● **Consegna 1**: Elenca tutte le diverse forme verbali al gerundio presenti nel testo sulle consigliere, riportando ciascuna una sola volta.
● **Consegna 2**: Nel testo sulle consigliere, quale professione dichiara di avere chi scrive?
═══ Testo estratto ═══
Molti casi di questo genere sono alla continua attenzione delle consigliere che si prodigano in primo luogo ascoltando e trovando delle soluzioni, quando possibile, a prescindere dalle azioni specifiche che possono essere messe in atto coinvolgendo i sindacati e i giudici. Posso testimoniare che spesso l’ascolto risulta una medicina più efficace di molte altre. Anche perché ascoltando e impegnandosi si trovano soluzioni, spesso inattese. Ricordo ancora un lavoratore, maschio, perché alle consigliere non si rivolgono solo le donne, che si riteneva discriminato nel suo lavoro. Probabilmente era soltanto non opportunamente collocato. Per non limitarmi al puro ascolto mi rivolsi ad un altro organismo di garanzia che opera sul mio territorio. Oggi lavora con soddisfazione proprio in quella struttura alla quale l’avevo proposto come persona da seguire…
Conoscere il ruolo e le attività del lavoro delle consigliere dovrebbe indurre quantomeno a riflettere sul percorso politico in atto che vede lo svuotamento di questa figura. Alcune consigliere rinunciano a ricandidarsi perchè un ruolo così denso di funzioni operative diventa incompatibile con l'attività che svolgono per mantenersi, altre si dimettono perchè nei contesti in cui operano non vengono riconosciute e appoggiate. Quindi la domanda è “non servono più”? Se la risposta politica è che no, non servono, sarebbe opportuno dirlo chiaramente invece di osteggiare e svuotare.
Non si può negare la necessità di ripensare per intero la materia, e probabilmente su questo versante non si è ancora fatto abbastanza, ma un ripensamento non comporta necessariamente una totale distruzione. Da economista prima di tutto mi sembra che ciò costituisca uno spreco di risorse e di esperienze che non possiamo permetterci.
═══ Raccolta dati ═══
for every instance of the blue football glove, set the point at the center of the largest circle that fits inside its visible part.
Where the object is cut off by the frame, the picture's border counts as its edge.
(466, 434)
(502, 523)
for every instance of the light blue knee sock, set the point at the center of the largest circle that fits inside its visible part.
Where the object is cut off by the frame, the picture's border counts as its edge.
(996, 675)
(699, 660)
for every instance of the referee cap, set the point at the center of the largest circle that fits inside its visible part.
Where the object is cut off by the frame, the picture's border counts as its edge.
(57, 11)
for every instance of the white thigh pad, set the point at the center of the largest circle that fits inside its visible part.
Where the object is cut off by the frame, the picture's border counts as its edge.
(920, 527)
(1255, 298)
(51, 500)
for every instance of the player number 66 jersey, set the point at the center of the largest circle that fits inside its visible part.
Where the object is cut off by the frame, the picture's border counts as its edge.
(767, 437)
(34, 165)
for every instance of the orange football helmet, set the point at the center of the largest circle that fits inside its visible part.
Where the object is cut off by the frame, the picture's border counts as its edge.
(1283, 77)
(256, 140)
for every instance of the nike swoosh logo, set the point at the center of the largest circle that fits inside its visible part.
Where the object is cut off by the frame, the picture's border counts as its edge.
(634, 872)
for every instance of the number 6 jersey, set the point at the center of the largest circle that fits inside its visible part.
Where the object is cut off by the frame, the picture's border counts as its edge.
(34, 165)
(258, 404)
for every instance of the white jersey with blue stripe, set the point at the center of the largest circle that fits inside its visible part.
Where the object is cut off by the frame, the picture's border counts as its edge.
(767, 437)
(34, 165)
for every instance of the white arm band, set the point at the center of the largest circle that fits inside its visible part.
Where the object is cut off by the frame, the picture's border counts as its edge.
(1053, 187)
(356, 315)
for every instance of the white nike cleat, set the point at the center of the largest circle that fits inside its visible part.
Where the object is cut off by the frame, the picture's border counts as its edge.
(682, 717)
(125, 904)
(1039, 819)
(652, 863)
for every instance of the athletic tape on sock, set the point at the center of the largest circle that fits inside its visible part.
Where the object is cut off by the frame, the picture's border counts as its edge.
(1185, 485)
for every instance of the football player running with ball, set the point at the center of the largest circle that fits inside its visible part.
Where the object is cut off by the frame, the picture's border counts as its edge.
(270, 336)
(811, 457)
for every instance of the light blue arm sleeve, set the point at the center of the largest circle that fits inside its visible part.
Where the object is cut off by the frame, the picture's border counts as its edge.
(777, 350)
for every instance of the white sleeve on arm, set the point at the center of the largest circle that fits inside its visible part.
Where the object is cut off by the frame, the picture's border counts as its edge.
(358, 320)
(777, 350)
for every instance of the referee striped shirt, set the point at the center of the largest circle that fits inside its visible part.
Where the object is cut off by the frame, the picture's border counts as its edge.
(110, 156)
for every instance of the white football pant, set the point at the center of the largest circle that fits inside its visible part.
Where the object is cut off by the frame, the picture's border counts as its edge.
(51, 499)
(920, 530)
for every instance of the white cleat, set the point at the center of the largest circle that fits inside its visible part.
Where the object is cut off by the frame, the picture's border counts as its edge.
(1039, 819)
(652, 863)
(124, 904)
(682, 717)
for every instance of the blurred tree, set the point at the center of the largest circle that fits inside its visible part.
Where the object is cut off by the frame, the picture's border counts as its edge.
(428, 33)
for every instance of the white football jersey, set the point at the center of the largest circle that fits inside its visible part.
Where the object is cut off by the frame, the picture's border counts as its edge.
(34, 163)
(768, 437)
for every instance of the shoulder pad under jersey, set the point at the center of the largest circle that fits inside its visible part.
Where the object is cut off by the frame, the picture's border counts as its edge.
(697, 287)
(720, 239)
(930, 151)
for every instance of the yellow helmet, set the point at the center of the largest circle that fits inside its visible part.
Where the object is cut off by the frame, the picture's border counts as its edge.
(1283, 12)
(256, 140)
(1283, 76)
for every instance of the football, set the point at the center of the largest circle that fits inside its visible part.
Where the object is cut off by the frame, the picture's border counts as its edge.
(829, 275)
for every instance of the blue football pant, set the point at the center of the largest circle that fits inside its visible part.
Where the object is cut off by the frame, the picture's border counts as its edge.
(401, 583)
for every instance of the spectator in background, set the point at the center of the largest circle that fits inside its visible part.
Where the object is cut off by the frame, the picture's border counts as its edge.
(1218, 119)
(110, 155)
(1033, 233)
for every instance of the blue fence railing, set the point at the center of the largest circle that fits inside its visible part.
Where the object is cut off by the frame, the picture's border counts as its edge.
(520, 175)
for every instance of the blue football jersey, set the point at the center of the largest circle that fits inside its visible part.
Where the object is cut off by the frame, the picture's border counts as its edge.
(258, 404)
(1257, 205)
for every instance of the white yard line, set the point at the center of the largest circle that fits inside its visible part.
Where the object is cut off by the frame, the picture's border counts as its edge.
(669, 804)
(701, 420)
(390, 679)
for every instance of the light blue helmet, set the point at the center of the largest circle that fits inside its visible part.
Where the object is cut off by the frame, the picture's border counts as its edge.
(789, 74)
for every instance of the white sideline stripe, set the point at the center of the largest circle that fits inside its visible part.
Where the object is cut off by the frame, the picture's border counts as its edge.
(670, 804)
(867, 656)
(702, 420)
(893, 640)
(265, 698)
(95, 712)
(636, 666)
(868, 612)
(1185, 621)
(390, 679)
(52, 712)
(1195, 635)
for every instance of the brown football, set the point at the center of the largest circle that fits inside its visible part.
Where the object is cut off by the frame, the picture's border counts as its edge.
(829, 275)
═══
● **Risposta 1**: ascoltando, trovando, coinvolgendo, impegnandosi

● **Risposta 2**: Economista.